** Task details **
In the data, find each line where the word "outstretched" appears and list that line.

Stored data
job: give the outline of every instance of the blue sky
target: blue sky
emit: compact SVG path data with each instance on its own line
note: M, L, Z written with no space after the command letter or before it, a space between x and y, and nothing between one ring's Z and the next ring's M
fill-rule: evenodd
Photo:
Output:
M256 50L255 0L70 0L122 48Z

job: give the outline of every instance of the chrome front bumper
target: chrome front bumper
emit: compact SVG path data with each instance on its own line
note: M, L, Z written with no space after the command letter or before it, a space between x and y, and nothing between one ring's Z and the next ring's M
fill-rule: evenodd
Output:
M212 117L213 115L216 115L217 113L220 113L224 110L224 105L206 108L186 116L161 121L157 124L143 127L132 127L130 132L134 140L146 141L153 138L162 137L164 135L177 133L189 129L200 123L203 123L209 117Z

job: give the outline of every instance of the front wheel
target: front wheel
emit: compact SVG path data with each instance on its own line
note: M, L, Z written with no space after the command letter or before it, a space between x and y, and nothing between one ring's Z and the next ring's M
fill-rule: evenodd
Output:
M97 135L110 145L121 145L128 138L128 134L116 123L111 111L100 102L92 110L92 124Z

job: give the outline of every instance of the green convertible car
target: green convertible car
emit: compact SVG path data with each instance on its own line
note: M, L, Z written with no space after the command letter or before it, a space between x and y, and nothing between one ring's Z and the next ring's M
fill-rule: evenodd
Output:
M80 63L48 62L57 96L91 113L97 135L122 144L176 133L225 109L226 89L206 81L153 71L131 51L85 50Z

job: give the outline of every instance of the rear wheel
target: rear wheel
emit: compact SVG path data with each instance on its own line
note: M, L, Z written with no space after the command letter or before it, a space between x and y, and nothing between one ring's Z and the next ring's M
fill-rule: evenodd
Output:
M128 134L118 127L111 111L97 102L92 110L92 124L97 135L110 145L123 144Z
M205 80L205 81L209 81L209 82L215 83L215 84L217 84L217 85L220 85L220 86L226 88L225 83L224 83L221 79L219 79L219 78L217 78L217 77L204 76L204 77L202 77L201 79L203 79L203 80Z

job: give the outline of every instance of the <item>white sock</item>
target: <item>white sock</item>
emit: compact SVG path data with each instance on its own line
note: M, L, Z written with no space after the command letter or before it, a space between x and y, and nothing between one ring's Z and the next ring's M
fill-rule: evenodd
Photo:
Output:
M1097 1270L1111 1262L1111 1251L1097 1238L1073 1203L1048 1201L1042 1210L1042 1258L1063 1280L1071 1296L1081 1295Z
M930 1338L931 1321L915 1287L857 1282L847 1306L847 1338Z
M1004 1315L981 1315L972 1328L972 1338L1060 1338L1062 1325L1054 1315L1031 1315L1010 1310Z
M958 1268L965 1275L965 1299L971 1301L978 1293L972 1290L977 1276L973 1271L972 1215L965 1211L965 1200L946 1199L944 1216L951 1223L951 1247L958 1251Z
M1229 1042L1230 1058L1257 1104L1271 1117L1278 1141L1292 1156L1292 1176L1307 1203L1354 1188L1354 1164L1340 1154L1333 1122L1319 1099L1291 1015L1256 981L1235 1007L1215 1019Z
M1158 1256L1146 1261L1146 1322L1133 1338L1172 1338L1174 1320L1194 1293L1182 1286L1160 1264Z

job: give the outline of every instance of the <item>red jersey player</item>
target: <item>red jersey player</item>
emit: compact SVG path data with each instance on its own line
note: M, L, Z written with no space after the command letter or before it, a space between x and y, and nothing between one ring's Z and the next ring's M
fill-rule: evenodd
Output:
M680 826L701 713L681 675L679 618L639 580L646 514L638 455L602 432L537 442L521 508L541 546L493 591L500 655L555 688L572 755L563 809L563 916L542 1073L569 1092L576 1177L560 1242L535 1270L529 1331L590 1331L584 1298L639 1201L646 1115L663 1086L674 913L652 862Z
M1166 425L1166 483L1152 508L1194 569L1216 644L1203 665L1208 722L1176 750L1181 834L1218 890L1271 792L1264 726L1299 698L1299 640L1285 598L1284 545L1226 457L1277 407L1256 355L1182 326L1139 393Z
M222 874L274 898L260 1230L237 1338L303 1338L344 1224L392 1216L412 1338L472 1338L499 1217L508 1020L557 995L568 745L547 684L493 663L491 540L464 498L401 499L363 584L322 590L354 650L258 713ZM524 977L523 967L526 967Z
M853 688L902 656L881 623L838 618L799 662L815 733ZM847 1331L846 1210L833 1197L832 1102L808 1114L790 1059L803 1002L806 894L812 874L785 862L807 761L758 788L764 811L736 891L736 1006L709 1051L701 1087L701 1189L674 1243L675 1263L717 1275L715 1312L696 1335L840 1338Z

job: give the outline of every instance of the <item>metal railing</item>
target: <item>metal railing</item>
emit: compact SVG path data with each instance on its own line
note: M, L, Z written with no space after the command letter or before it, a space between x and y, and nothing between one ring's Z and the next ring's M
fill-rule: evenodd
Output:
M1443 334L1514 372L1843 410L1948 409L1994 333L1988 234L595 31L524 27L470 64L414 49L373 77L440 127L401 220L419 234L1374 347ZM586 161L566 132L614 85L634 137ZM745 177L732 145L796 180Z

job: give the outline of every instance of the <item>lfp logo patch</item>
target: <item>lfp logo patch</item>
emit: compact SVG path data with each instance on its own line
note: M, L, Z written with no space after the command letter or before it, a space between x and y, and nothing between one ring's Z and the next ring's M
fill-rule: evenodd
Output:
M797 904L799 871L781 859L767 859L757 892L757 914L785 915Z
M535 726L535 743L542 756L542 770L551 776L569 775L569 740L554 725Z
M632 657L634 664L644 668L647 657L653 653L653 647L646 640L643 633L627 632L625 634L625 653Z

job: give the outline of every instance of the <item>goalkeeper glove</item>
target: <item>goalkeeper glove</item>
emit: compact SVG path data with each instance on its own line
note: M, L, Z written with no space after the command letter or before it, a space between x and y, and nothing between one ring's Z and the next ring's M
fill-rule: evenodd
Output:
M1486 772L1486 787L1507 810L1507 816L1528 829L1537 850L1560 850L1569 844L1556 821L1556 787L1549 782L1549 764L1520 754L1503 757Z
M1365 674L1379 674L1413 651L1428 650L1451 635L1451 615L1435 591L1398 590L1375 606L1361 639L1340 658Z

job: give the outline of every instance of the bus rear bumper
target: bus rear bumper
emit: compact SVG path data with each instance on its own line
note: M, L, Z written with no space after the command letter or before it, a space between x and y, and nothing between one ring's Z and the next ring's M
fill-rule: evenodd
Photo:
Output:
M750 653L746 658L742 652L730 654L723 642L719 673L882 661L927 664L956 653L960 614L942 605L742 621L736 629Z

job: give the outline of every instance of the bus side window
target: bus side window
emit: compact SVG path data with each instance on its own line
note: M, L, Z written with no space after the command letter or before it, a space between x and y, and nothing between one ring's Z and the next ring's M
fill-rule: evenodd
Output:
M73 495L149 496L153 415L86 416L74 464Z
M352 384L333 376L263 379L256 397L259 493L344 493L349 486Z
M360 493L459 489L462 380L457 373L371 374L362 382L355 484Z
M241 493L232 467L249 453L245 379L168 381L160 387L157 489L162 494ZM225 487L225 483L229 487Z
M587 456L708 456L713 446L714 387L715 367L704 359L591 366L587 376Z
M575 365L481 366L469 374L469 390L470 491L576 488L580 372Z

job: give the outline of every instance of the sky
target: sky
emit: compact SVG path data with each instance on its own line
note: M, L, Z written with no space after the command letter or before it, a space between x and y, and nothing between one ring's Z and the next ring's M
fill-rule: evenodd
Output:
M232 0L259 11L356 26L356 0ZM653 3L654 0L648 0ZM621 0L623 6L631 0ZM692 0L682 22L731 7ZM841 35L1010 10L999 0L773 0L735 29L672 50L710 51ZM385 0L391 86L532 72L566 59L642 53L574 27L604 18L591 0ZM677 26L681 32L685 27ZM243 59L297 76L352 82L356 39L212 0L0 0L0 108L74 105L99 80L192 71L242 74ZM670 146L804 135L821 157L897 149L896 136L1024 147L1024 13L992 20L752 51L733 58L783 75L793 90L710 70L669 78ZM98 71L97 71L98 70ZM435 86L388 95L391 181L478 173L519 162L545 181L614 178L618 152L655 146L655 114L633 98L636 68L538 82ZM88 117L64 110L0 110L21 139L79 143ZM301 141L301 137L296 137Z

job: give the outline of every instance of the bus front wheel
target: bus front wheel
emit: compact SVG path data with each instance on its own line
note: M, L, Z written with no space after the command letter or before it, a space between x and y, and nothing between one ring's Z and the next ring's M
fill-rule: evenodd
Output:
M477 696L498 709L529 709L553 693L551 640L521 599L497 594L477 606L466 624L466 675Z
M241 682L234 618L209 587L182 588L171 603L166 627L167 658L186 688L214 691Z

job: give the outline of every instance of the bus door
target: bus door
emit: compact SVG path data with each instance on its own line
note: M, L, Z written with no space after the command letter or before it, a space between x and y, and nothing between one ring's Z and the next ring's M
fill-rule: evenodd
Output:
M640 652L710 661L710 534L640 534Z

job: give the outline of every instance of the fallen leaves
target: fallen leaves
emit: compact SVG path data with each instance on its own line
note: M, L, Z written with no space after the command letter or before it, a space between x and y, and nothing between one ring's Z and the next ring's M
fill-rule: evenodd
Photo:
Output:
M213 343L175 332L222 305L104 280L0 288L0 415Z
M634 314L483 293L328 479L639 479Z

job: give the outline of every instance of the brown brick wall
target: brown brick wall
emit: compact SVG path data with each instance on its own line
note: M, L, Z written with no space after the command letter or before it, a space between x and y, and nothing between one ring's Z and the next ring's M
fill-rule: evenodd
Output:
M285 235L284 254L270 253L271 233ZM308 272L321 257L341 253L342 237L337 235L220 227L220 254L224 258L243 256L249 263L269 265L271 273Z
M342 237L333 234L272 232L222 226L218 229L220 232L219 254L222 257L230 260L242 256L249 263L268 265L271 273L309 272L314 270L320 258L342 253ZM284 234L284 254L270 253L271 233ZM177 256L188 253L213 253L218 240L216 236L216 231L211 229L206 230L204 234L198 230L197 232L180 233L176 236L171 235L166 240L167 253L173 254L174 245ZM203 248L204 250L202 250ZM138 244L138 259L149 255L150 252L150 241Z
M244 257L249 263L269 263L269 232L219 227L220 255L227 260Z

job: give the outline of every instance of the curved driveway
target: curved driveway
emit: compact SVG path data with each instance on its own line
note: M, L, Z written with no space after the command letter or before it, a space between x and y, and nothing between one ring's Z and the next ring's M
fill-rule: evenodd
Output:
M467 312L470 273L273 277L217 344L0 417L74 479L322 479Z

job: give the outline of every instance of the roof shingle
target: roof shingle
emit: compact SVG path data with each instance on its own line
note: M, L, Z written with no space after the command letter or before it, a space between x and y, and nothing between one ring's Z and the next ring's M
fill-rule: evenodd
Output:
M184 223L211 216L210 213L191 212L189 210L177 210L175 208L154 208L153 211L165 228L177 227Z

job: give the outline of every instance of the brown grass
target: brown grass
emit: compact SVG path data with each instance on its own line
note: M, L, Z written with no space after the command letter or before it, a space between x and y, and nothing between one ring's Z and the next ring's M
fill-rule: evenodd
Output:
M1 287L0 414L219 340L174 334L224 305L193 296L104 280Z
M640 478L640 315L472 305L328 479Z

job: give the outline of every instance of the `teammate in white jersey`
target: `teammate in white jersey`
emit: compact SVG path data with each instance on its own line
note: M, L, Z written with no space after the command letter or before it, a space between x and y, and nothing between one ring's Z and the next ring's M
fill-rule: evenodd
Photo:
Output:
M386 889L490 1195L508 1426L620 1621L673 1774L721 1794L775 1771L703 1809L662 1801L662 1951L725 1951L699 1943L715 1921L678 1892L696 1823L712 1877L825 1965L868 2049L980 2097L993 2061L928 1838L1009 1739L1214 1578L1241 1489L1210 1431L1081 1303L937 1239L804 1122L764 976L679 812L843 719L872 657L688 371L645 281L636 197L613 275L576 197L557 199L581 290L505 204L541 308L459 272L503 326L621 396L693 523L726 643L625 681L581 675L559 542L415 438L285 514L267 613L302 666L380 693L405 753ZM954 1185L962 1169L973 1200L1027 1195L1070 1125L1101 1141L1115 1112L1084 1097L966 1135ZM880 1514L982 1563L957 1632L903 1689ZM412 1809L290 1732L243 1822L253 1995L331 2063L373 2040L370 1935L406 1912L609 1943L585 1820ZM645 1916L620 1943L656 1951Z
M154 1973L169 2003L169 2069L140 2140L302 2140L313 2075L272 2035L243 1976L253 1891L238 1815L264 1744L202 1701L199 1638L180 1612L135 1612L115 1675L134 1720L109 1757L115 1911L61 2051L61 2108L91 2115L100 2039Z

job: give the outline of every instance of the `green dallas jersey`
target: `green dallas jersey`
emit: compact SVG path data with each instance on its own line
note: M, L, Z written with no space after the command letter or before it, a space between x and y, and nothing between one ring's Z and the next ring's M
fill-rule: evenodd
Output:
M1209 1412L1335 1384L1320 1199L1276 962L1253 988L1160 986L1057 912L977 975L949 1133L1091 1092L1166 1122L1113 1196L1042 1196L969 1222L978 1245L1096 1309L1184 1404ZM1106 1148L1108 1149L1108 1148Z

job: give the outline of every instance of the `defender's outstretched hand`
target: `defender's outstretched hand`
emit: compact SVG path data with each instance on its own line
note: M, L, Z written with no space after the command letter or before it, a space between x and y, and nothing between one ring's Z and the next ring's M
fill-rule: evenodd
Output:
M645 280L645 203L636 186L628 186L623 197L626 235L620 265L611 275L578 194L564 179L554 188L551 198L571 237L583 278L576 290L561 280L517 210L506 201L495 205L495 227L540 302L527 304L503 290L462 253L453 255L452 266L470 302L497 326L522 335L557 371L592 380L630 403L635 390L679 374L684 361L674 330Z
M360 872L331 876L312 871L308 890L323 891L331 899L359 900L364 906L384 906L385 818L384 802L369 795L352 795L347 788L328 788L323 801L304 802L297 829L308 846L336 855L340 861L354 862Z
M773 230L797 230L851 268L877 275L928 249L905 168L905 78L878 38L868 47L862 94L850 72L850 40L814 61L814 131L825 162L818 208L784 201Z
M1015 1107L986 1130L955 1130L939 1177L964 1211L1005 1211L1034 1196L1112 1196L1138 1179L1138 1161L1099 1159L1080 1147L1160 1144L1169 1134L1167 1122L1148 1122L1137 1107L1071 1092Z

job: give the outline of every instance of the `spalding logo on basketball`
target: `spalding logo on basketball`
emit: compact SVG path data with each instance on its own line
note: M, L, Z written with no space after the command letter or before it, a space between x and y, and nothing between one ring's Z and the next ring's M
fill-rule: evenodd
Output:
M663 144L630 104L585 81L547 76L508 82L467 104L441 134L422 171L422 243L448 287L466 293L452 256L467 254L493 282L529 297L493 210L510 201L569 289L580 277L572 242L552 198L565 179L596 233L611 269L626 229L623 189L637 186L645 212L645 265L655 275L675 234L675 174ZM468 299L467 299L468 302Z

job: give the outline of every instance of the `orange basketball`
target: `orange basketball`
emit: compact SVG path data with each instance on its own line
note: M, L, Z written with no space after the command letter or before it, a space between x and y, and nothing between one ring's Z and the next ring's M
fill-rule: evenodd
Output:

** Answer box **
job: give the outline of every instance of the `defender's outstretched hand`
target: `defender's outstretched hand`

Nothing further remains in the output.